» THE REQUEST:
Locate each line below that contains the string "rose" and copy those lines out in full. Case counts.
-=-=-=-=-
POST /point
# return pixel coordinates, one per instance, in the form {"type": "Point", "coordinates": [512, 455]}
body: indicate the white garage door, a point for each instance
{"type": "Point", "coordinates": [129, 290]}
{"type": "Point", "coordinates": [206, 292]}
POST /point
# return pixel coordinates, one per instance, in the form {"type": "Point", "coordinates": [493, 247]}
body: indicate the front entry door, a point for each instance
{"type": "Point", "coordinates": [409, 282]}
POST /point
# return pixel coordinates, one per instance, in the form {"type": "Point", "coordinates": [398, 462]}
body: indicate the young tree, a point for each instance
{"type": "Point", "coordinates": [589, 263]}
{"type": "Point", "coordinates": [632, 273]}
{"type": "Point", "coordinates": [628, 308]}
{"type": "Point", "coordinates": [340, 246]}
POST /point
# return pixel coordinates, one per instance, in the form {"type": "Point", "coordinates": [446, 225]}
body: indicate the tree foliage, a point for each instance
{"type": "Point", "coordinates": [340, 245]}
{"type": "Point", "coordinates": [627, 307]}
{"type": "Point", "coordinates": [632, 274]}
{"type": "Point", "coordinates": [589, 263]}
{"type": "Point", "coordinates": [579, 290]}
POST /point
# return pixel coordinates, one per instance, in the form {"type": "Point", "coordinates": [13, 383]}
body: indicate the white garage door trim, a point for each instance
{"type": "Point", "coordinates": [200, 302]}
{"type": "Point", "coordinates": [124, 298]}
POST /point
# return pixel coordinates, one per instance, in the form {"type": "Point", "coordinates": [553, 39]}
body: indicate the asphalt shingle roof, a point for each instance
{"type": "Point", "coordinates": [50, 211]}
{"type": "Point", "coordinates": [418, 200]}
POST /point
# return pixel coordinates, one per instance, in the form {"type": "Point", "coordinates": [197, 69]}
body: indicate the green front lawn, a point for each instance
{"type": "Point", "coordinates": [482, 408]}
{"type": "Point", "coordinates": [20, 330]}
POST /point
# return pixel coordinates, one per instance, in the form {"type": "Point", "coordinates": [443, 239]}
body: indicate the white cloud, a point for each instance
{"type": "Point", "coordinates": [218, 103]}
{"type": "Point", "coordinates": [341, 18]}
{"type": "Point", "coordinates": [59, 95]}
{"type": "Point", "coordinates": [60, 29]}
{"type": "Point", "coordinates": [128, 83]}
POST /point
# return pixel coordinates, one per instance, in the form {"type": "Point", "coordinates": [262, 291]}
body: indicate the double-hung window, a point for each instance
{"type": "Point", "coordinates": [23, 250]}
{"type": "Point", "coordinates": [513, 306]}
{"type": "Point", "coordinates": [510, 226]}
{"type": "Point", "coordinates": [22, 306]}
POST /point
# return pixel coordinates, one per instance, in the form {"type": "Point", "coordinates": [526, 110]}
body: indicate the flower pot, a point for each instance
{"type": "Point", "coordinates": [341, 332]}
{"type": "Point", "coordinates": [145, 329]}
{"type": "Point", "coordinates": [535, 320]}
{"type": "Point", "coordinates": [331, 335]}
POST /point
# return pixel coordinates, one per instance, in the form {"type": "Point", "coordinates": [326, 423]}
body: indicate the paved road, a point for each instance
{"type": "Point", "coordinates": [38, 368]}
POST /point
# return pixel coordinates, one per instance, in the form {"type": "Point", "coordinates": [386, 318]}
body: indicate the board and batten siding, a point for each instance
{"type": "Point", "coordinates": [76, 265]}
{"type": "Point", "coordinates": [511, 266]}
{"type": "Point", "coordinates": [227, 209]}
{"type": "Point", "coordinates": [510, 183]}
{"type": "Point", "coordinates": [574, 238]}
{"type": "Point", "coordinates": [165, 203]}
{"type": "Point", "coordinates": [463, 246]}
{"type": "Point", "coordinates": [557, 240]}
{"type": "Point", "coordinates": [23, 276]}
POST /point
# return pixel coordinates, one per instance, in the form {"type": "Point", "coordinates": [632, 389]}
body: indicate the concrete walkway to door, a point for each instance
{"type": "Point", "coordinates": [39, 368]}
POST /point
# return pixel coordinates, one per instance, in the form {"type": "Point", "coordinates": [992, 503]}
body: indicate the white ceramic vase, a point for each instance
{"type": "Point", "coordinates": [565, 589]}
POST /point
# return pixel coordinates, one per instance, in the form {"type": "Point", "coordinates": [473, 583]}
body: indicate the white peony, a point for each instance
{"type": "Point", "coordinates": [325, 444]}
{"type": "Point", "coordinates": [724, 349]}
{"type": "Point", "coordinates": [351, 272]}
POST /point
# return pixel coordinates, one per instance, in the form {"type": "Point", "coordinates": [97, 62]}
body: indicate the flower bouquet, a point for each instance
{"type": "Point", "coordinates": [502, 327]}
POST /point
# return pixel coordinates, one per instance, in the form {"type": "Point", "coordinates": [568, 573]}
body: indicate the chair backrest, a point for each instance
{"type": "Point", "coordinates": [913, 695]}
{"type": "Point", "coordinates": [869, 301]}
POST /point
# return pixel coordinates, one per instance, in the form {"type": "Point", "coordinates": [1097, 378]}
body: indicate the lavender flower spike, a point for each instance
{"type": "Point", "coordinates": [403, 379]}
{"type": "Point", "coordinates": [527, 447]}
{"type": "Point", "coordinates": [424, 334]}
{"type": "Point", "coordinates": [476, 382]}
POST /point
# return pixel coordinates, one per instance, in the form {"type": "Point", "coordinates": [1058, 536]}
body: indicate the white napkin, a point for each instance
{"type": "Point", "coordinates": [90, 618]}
-=-=-=-=-
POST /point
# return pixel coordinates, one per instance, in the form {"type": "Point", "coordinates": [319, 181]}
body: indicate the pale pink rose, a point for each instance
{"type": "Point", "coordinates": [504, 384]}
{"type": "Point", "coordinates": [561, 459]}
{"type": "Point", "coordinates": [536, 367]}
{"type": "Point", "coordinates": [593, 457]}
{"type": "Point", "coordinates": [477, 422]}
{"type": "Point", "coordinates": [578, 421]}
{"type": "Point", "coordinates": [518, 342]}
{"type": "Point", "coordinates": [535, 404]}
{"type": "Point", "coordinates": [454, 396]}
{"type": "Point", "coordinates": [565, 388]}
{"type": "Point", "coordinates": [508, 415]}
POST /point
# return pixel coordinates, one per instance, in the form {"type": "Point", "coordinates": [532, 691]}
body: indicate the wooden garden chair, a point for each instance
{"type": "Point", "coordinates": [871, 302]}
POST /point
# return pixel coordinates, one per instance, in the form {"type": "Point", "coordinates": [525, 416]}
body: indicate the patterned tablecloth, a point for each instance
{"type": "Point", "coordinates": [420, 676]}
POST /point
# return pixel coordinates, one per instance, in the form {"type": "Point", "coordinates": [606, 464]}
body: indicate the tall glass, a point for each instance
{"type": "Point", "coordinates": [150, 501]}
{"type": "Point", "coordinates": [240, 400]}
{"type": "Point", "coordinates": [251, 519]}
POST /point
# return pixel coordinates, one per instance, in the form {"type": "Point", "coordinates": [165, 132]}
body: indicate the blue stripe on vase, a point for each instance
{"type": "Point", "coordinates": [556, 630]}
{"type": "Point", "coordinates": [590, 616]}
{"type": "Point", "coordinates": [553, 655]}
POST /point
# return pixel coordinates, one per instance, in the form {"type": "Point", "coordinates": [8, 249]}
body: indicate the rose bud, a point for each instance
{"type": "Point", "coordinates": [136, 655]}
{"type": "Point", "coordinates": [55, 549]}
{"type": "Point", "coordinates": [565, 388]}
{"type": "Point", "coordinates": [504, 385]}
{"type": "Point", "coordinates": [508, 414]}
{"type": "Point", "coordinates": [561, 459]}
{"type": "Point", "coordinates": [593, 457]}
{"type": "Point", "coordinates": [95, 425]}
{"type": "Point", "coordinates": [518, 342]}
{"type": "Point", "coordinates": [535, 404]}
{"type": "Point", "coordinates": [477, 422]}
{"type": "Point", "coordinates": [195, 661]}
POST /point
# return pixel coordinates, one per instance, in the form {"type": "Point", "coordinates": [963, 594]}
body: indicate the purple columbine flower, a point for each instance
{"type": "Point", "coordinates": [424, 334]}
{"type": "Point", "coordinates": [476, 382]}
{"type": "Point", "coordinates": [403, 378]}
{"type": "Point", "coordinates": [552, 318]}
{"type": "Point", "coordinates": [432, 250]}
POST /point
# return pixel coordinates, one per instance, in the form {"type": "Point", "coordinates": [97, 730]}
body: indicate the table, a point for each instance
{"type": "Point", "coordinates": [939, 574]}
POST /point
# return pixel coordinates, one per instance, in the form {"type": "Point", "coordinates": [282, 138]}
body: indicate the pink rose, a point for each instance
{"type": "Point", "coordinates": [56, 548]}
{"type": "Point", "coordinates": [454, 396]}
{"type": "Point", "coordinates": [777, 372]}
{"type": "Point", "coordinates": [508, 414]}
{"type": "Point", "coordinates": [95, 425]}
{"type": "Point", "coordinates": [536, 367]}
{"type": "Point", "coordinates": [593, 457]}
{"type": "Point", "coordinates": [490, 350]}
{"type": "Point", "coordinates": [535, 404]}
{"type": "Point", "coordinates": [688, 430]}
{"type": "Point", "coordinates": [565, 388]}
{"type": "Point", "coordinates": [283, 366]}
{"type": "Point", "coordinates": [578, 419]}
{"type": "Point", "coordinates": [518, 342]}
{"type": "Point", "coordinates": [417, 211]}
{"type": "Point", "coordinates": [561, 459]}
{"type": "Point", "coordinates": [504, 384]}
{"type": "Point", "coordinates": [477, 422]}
-=-=-=-=-
» OUTPUT FOR THIS EXERCISE:
body: indicate the pale pink rose, a point for each instance
body: indicate the rose bud, a point for each instance
body: indicate the pink rose, a point for each instance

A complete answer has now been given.